Complex Gaussian integral with different source terms

Question

Do the source terms multiplying a complex field and its conjugate need to be conjugates for the Gaussian integral to be convergent and the identity to hold? E.g. is

$$\int D({\phi,\psi,b}) e^{-b^\dagger A b +f(\phi, \phi^\dagger,\psi, \psi^\dagger )b +b^\dagger g(\phi, \phi^\dagger,\psi, \psi^\dagger )} = \int D(\phi,\psi) \det(A^{-1}) e^{f(...) A^{-1} g(...)} $$

valid when $f \ne g^* $?

If I change to real and imaginary coordinates in the $b$ it seems fine, but I'm worried that I'm screwing up the measure in $D(...)$ without realizing it.

Edit:

Let's say $A$ is a $c$-number. To do the integral I can write $b = x +iy$ etc. Then the integral is

$$\int D(...) e^{- Ax^2 - A y^2 +x(f + g) + i y(f-g)} = \frac{\pi}{A}\int D(...) e^{(4A)^{-1}((f+g)^2 - (f-g)^2)}$$ $$=\frac{\pi}{A}\int D(...) e^{A^{-1} fg}.$$

But then this implies that Hubbard-Stratonovich transformations don't need to be of squares.. so I can decouple any interaction $$e^{2fg} = \int d \phi d\phi^\dagger e^{-|\phi|^2 +f\phi + \phi^\dagger g}.$$ This can't be right?

[Data shown]

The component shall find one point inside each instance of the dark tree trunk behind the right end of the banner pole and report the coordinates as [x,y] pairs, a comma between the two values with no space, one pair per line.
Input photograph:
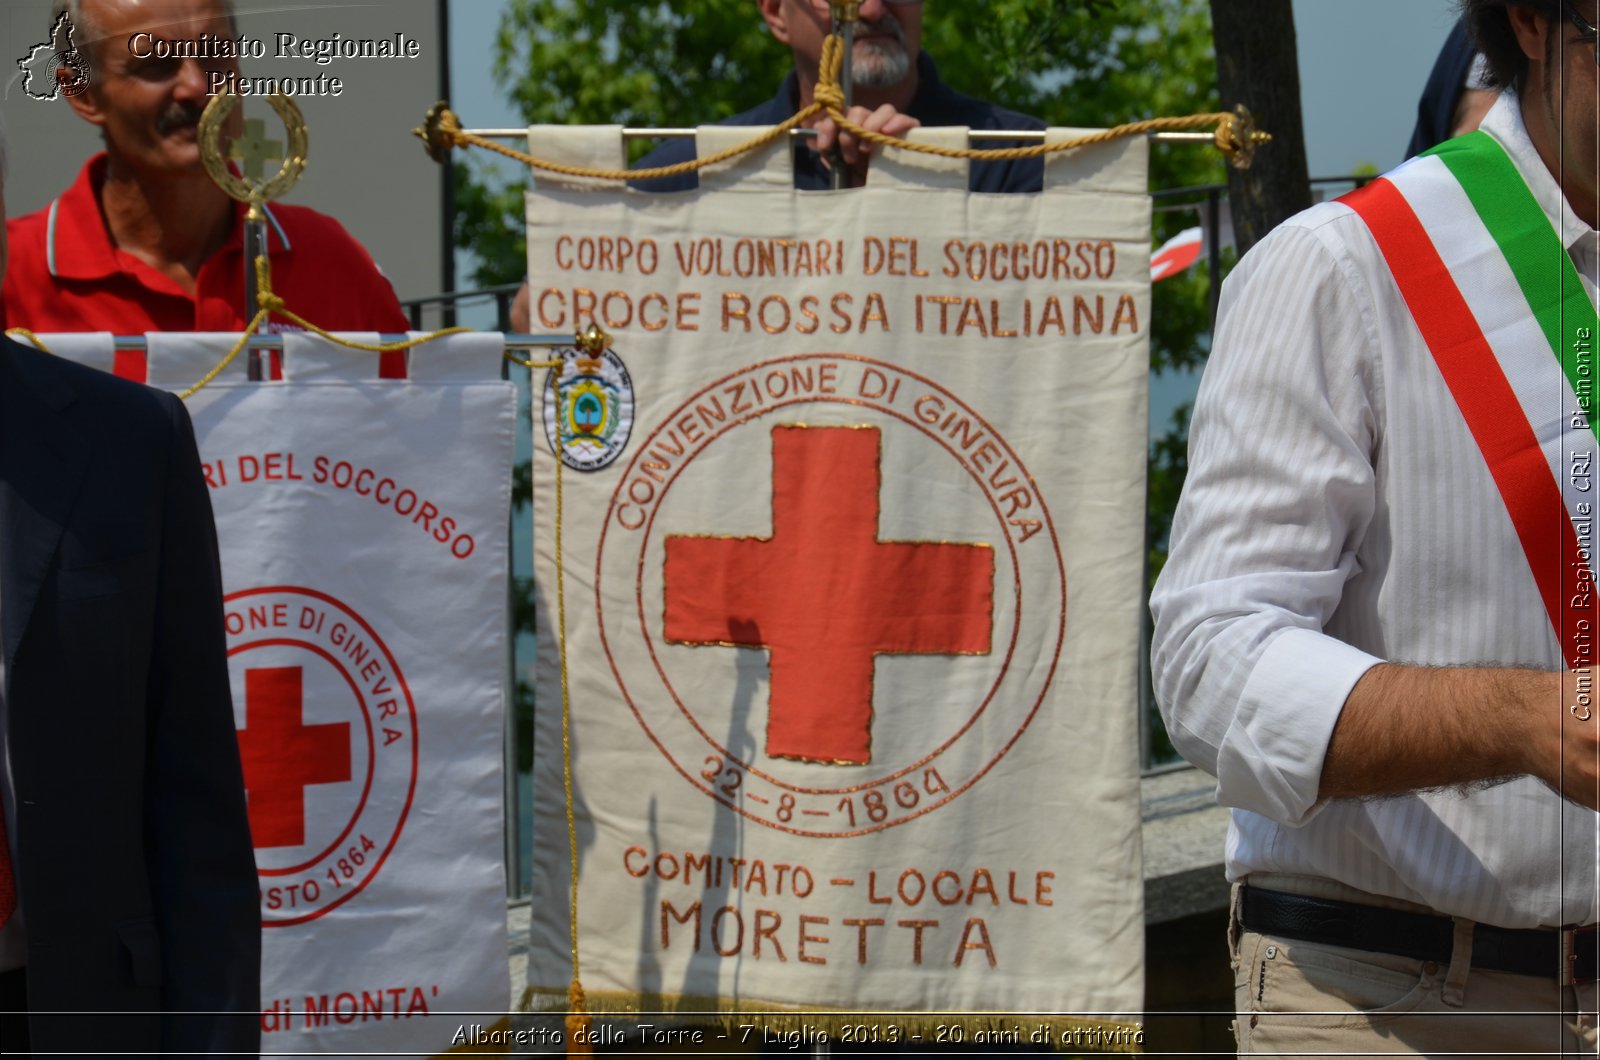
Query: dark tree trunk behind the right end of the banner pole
[1257,66]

[Exercises]
• 1. From the material above, extract the passage of the post on complex Gaussian integrals starting with "Complex Gaussian integral" and going on through "without realizing it.".
• 2. Answer these questions using the post on complex Gaussian integrals:
(a) When changing to real and imaginary coordinates in $b$, what does the writer fear may be going wrong unnoticed?
(b) In the edit, what does the writer assume $A$ to be?
(c) Which transformations does the writer say the result would imply need not be of squares?
• 3. Render this sentence from the post on complex Gaussian integrals in French: "If I change to real and imaginary coordinates in the $b$ it seems fine, but I'm worried that I'm screwing up the measure in $D(...)$ without realizing it."

[Replies]
• 1.
Complex Gaussian integral with different source terms

Question

Do the source terms multiplying a complex field and its conjugate need to be conjugates for the Gaussian integral to be convergent and the identity to hold? E.g. is

$$\int D({\phi,\psi,b}) e^{-b^\dagger A b +f(\phi, \phi^\dagger,\psi, \psi^\dagger )b +b^\dagger g(\phi, \phi^\dagger,\psi, \psi^\dagger )} = \int D(\phi,\psi) \det(A^{-1}) e^{f(...) A^{-1} g(...)} $$

valid when $f \ne g^* $?

If I change to real and imaginary coordinates in the $b$ it seems fine, but I'm worried that I'm screwing up the measure in $D(...)$ without realizing it.

• 2.
(a) The measure in $D(...)$ may be getting messed up.
(b) A $c$-number.
(c) Hubbard-Stratonovich transformations.

• 3. Si je passe à des coordonnées réelles et imaginaires pour $b$, cela semble correct, mais je crains de fausser la mesure dans $D(...)$ sans m'en rendre compte.